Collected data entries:
- - - - -

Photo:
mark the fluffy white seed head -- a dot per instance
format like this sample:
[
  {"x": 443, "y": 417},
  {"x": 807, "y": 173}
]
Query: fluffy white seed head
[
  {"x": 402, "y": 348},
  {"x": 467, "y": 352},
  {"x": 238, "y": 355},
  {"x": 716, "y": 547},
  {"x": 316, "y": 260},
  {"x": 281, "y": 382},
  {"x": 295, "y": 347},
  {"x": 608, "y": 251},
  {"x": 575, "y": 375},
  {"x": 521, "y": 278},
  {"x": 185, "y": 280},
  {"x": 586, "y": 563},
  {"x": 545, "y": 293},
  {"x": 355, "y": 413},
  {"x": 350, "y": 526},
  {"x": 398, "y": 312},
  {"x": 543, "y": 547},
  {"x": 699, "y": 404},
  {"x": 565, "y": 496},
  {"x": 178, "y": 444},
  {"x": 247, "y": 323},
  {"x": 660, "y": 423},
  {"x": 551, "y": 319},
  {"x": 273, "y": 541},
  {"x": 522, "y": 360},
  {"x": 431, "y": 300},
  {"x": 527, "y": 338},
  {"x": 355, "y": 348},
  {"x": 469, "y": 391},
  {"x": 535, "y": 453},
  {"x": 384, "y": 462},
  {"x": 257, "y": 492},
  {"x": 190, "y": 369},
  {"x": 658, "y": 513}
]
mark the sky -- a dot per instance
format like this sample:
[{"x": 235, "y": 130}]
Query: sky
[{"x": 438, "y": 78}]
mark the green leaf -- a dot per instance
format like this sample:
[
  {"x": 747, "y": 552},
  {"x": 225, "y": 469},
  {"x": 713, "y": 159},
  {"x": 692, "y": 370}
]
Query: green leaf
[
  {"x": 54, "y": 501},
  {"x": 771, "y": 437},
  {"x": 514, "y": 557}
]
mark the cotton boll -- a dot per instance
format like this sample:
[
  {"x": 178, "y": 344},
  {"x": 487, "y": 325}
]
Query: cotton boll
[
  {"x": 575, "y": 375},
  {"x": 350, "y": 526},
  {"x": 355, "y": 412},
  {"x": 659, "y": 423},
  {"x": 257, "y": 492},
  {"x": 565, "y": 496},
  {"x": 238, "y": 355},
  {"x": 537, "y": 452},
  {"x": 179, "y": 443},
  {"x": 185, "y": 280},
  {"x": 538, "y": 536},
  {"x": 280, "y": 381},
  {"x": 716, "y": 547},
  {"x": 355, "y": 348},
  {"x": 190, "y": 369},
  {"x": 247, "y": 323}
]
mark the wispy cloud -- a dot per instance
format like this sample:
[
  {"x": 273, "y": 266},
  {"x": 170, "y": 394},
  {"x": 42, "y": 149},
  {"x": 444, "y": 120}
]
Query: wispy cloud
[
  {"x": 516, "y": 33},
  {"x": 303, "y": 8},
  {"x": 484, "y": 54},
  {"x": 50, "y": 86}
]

- - - - -

## DIRECTIONS
Repeat all the entries exactly as given.

## PROBLEM SOLUTION
Photo:
mark the fluffy white seed head -- a dot per instance
format like this sample:
[
  {"x": 443, "y": 417},
  {"x": 807, "y": 173}
]
Query: fluffy white seed head
[
  {"x": 402, "y": 348},
  {"x": 467, "y": 352},
  {"x": 238, "y": 355},
  {"x": 716, "y": 547},
  {"x": 316, "y": 260},
  {"x": 281, "y": 382},
  {"x": 295, "y": 347},
  {"x": 608, "y": 251},
  {"x": 575, "y": 375},
  {"x": 521, "y": 278},
  {"x": 185, "y": 280},
  {"x": 586, "y": 563},
  {"x": 545, "y": 293},
  {"x": 355, "y": 413},
  {"x": 350, "y": 526},
  {"x": 398, "y": 312},
  {"x": 543, "y": 547},
  {"x": 699, "y": 404},
  {"x": 565, "y": 496},
  {"x": 178, "y": 444},
  {"x": 247, "y": 323},
  {"x": 660, "y": 423},
  {"x": 551, "y": 319},
  {"x": 273, "y": 541},
  {"x": 522, "y": 360},
  {"x": 431, "y": 300},
  {"x": 527, "y": 338},
  {"x": 355, "y": 348},
  {"x": 469, "y": 391},
  {"x": 535, "y": 453},
  {"x": 384, "y": 462},
  {"x": 257, "y": 492},
  {"x": 190, "y": 369},
  {"x": 658, "y": 513}
]
mark the sky -- a dot per instance
format like this sample:
[{"x": 235, "y": 130}]
Query: sky
[{"x": 438, "y": 78}]
mark the green leaf -- a dot per instance
format like this sample:
[
  {"x": 747, "y": 552},
  {"x": 225, "y": 469},
  {"x": 713, "y": 159},
  {"x": 692, "y": 370}
]
Query: green leaf
[
  {"x": 54, "y": 501},
  {"x": 771, "y": 437},
  {"x": 514, "y": 557}
]
mark the cotton boll -- a dot per instance
format like this sample:
[
  {"x": 178, "y": 344},
  {"x": 487, "y": 325}
]
Query: cotton boll
[
  {"x": 575, "y": 375},
  {"x": 350, "y": 526},
  {"x": 355, "y": 412},
  {"x": 659, "y": 423},
  {"x": 257, "y": 492},
  {"x": 565, "y": 496},
  {"x": 238, "y": 355},
  {"x": 537, "y": 452},
  {"x": 179, "y": 443},
  {"x": 185, "y": 280},
  {"x": 538, "y": 536},
  {"x": 280, "y": 381},
  {"x": 716, "y": 547},
  {"x": 355, "y": 348},
  {"x": 190, "y": 369},
  {"x": 247, "y": 323}
]
mark the wispy cloud -- a dot per instance
format like this sample:
[
  {"x": 273, "y": 266},
  {"x": 170, "y": 394},
  {"x": 42, "y": 149},
  {"x": 444, "y": 120}
]
Query: wispy cloud
[
  {"x": 516, "y": 33},
  {"x": 303, "y": 8},
  {"x": 484, "y": 54},
  {"x": 50, "y": 86}
]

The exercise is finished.